Provided text:
Vanessa Oddo teaches Nutrition and Diet: Why What You Eat Matters (ML 691).
POTTER PALMER, PhD
Potter Palmer attained his Ph.D. in Critical Studies from the Department of Film and Television at the UCLA. He is also a graduate of the Gastronomy Program at BU. His research interests include cooking and masculinity, representations of food in visual media, and food in film. Before teaching at BU, Potter worked at Occidental College in Los Angeles in the field of computers and pedagogy. His favorite pastime is cooking mostly-nutritious food for his wife and daughter.
Palmer teaches Food and the Visual Arts (ML 671) and A Survey of Food and Film (ML 673).
KAREN PEPPER, PhD
Karen Pepper studied history at the University of California, Berkeley (A.B.); history of science at San Francisco State University (M.A.); microbiology at the University of Paris (Ph.D.); and creative writing at Bennington College (M.F.A.). She briefly worked as a substantive editor at Gastronomica. She currently teaches scientific writing at M.I.T. and Children’s Hospital and first-year college writing at Boston University (Source and Sorcery: All about Food). She presented “Hot Sausage and Mustard: Putting Food Studies on the Undergraduate Menu” at the 2011 meeting of the American Association of University Professors. And she loves her courses in the Gastronomy Program.

Using the information:
[a] From the faculty profiles, extract the passage starting with "Vanessa Oddo teaches" and going on through "Film (ML 673).".
[b] Answer these questions from the faculty profiles:
(i) Which course numbered ML 691 does Vanessa Oddo teach?
(ii) From which university department did Potter Palmer earn his Ph.D.?
(iii) Where did Karen Pepper study creative writing?
[c] Put this sentence from the faculty profiles into Spanish: "His research interests include cooking and masculinity, representations of food in visual media, and food in film."
The data after the faculty profiles play no part in this work.

Supplied data:
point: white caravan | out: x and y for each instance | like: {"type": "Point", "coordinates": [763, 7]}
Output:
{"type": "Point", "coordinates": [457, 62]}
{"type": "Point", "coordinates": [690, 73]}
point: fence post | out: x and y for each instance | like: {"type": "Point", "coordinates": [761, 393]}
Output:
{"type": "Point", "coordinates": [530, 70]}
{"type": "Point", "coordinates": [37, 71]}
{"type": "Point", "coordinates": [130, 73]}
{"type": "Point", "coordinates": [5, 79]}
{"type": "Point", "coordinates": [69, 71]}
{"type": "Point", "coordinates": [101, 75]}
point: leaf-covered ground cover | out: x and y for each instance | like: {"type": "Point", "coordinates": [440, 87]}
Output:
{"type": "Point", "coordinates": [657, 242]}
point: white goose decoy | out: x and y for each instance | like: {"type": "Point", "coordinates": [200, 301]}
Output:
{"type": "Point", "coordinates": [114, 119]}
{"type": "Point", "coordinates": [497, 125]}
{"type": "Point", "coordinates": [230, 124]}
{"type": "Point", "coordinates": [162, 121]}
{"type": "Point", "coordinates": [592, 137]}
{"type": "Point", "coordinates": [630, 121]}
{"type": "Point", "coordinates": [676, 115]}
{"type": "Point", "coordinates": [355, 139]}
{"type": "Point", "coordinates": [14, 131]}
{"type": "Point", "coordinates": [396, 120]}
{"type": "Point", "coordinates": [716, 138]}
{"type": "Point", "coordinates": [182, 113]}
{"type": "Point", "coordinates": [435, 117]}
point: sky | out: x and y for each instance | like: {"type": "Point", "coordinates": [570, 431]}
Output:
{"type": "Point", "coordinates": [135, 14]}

Per-task outputs:
[a]
Vanessa Oddo teaches Nutrition and Diet: Why What You Eat Matters (ML 691).
POTTER PALMER, PhD
Potter Palmer attained his Ph.D. in Critical Studies from the Department of Film and Television at the UCLA. He is also a graduate of the Gastronomy Program at BU. His research interests include cooking and masculinity, representations of food in visual media, and food in film. Before teaching at BU, Potter worked at Occidental College in Los Angeles in the field of computers and pedagogy. His favorite pastime is cooking mostly-nutritious food for his wife and daughter.
Palmer teaches Food and the Visual Arts (ML 671) and A Survey of Food and Film (ML 673).

[b]
(i) Nutrition and Diet: Why What You Eat Matters
(ii) The Department of Film and Television at UCLA
(iii) Bennington College

[c] Sus intereses de investigación incluyen la cocina y la masculinidad, las representaciones de la comida en los medios visuales y la comida en el cine.